Can you output, character for character, the stretch of the records from the line containing "Each instance of the browned" through the line containing "[(240, 128), (235, 125), (80, 80), (62, 130), (177, 177)]", including both of those lines and nothing else?

- SOURCE MATERIAL -
----------

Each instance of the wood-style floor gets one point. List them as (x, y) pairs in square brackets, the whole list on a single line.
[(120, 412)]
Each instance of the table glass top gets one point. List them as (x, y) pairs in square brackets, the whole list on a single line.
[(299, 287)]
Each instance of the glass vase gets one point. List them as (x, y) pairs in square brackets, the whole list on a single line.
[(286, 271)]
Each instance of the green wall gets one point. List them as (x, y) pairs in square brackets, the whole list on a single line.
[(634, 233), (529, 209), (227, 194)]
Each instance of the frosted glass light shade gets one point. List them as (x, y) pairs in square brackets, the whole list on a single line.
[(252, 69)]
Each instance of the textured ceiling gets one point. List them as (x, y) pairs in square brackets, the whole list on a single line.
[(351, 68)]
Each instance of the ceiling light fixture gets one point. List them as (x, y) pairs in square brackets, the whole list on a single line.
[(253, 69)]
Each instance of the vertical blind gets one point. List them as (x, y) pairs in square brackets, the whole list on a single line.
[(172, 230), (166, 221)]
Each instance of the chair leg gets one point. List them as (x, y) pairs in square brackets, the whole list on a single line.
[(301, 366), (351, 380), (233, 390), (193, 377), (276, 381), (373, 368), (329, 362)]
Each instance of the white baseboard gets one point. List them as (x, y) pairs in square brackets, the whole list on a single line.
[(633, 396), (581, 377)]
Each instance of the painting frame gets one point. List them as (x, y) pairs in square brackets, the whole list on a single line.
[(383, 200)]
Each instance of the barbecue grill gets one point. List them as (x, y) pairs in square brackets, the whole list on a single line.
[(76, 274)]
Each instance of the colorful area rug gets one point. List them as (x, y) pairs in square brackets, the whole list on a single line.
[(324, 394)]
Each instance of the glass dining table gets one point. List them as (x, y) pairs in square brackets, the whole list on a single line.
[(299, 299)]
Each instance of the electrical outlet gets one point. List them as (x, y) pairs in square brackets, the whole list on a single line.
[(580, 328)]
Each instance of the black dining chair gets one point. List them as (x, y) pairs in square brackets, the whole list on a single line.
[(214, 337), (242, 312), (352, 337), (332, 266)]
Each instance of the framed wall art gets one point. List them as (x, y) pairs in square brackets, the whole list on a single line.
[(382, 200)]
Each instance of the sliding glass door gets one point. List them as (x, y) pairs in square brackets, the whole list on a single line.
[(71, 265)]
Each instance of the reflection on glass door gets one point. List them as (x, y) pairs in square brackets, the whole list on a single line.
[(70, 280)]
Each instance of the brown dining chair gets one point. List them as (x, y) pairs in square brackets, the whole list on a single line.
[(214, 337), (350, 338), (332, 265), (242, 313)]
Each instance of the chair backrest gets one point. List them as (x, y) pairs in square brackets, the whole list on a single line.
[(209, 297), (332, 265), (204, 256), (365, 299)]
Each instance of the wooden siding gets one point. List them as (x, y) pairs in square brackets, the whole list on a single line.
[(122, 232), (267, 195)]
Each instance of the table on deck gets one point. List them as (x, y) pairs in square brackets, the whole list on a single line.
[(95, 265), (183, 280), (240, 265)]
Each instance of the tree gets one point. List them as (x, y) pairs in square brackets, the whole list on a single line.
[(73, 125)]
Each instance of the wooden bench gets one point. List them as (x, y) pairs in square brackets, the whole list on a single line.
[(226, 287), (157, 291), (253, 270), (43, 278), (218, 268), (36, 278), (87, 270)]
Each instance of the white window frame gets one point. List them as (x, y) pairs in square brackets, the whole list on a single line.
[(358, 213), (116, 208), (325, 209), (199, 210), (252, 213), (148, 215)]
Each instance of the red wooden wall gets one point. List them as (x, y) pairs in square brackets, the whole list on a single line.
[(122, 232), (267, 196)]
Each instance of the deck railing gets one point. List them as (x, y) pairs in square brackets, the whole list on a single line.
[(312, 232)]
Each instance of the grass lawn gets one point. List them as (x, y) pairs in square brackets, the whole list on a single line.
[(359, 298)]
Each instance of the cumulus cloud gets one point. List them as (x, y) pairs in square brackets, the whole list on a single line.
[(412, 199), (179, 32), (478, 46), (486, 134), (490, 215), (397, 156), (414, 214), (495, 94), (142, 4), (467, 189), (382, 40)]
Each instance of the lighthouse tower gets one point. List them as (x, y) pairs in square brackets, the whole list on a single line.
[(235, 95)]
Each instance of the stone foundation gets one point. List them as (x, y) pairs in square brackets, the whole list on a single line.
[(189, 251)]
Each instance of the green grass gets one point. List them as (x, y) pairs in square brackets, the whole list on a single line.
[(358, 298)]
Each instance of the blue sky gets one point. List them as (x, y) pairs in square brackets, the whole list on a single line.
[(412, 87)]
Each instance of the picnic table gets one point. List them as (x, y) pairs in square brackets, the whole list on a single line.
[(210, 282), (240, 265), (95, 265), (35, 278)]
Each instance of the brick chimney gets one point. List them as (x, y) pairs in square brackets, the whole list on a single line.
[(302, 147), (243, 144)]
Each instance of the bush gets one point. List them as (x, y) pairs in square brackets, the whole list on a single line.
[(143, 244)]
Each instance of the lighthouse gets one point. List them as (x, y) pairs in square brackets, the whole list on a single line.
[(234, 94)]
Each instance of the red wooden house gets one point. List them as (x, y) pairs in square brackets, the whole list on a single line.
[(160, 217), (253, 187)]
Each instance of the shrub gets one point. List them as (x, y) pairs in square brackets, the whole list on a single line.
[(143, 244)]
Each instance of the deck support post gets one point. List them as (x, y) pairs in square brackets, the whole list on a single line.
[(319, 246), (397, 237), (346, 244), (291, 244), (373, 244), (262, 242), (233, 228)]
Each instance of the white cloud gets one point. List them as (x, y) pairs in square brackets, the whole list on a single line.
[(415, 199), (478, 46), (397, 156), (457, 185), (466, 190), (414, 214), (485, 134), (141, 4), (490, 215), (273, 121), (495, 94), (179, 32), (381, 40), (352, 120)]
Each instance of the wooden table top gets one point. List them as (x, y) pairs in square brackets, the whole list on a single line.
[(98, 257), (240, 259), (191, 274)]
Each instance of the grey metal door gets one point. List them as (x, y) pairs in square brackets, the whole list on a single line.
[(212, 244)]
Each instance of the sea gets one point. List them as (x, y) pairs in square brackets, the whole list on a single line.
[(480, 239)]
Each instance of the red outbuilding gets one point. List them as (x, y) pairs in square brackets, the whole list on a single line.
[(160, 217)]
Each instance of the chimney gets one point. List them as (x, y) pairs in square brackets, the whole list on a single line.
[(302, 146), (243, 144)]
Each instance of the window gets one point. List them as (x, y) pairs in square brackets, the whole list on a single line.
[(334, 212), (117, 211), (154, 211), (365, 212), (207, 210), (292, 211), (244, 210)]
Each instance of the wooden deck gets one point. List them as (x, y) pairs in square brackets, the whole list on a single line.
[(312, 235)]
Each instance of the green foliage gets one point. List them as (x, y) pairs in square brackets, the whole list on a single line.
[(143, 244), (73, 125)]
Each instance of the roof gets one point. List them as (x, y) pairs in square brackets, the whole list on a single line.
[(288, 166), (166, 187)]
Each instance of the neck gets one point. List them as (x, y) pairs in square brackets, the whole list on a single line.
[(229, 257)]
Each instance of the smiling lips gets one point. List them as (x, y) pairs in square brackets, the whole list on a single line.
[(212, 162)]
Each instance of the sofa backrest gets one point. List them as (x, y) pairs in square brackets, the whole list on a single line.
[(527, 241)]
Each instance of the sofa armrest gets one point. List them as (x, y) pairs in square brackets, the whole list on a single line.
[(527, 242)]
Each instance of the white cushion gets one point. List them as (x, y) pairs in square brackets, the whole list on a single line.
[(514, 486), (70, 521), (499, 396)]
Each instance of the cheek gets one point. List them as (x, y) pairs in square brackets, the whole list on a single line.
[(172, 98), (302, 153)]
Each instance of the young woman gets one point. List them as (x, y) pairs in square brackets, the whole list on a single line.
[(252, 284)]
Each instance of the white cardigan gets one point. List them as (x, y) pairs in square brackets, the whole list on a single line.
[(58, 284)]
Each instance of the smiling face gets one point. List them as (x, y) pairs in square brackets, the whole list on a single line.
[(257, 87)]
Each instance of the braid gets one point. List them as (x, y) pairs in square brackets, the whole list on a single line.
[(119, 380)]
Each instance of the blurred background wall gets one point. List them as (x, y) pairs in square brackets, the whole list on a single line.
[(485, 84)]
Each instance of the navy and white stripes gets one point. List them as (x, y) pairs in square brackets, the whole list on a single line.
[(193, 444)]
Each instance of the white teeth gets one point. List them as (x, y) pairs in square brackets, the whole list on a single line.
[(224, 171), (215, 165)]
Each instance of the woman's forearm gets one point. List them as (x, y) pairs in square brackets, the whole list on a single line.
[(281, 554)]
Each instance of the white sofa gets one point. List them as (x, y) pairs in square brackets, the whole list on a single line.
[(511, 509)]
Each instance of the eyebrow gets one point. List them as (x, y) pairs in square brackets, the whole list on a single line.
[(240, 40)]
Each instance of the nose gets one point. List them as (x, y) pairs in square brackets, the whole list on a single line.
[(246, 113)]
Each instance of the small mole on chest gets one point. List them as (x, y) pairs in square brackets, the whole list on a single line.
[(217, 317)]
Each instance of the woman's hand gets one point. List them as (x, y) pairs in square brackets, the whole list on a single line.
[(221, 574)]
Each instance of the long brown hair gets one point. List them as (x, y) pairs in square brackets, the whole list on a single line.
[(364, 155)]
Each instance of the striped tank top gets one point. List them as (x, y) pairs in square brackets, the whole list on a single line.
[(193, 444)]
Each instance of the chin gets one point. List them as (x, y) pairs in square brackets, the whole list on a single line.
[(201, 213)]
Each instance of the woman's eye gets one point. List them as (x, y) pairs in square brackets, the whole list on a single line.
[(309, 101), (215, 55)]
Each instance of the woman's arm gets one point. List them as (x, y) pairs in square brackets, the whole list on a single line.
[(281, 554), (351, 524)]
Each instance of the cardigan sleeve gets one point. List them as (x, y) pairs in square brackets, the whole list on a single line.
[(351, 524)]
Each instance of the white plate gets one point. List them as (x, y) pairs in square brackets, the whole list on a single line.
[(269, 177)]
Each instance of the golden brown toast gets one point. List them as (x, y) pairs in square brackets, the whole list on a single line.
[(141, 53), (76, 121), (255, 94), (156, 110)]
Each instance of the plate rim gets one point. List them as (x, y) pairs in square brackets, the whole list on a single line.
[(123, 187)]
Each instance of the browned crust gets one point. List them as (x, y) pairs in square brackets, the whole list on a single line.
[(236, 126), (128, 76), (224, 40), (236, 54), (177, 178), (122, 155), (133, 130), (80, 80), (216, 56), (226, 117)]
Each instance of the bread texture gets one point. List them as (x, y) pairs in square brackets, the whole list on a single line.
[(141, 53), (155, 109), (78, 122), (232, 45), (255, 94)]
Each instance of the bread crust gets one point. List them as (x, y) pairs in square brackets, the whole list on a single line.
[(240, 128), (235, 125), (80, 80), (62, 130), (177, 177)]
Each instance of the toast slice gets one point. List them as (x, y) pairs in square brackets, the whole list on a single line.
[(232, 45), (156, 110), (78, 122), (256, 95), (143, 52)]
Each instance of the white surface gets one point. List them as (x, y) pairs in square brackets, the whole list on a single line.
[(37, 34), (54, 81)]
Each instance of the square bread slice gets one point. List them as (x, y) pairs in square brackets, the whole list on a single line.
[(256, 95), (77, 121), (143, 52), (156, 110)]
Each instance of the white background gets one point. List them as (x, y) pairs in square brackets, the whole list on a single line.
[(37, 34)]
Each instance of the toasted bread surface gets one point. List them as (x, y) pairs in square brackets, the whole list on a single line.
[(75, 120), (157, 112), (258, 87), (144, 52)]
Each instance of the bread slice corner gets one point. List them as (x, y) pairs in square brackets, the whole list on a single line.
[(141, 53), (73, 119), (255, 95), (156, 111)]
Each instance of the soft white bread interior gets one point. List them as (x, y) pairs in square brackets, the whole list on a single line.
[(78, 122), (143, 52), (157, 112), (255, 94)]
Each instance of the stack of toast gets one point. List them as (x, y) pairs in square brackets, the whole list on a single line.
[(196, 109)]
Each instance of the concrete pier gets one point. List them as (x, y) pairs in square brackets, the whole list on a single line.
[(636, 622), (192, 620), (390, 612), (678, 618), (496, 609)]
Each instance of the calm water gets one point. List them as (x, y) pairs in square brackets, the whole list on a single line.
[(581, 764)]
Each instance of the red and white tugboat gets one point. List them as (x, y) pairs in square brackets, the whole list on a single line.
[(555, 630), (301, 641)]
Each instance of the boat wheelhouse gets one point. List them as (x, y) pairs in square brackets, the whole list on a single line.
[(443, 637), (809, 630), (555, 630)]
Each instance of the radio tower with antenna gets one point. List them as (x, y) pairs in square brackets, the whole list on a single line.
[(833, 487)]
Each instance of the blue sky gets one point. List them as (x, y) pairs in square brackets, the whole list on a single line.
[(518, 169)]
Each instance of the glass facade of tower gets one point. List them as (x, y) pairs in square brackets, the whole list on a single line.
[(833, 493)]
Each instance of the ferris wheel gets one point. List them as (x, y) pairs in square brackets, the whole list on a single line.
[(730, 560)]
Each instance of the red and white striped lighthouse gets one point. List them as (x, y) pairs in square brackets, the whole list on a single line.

----------

- RESULT BELOW -
Each instance of the browned crust gets one point. List them as (x, y) pairs in square brackets, the whole list on a single line.
[(236, 126), (128, 76), (224, 40), (236, 54), (177, 178), (122, 155), (133, 130), (80, 80), (216, 56), (226, 117)]
Each instance of the bread texture gets one point. List them as (x, y) pairs in square brackets, the whole list on a single line.
[(141, 53), (155, 109), (78, 122), (232, 45), (255, 94)]
Each instance of the bread crust gets one point. List them as (x, y) pairs in square brackets, the whole list on a single line.
[(240, 128), (235, 125), (80, 80), (62, 130), (177, 177)]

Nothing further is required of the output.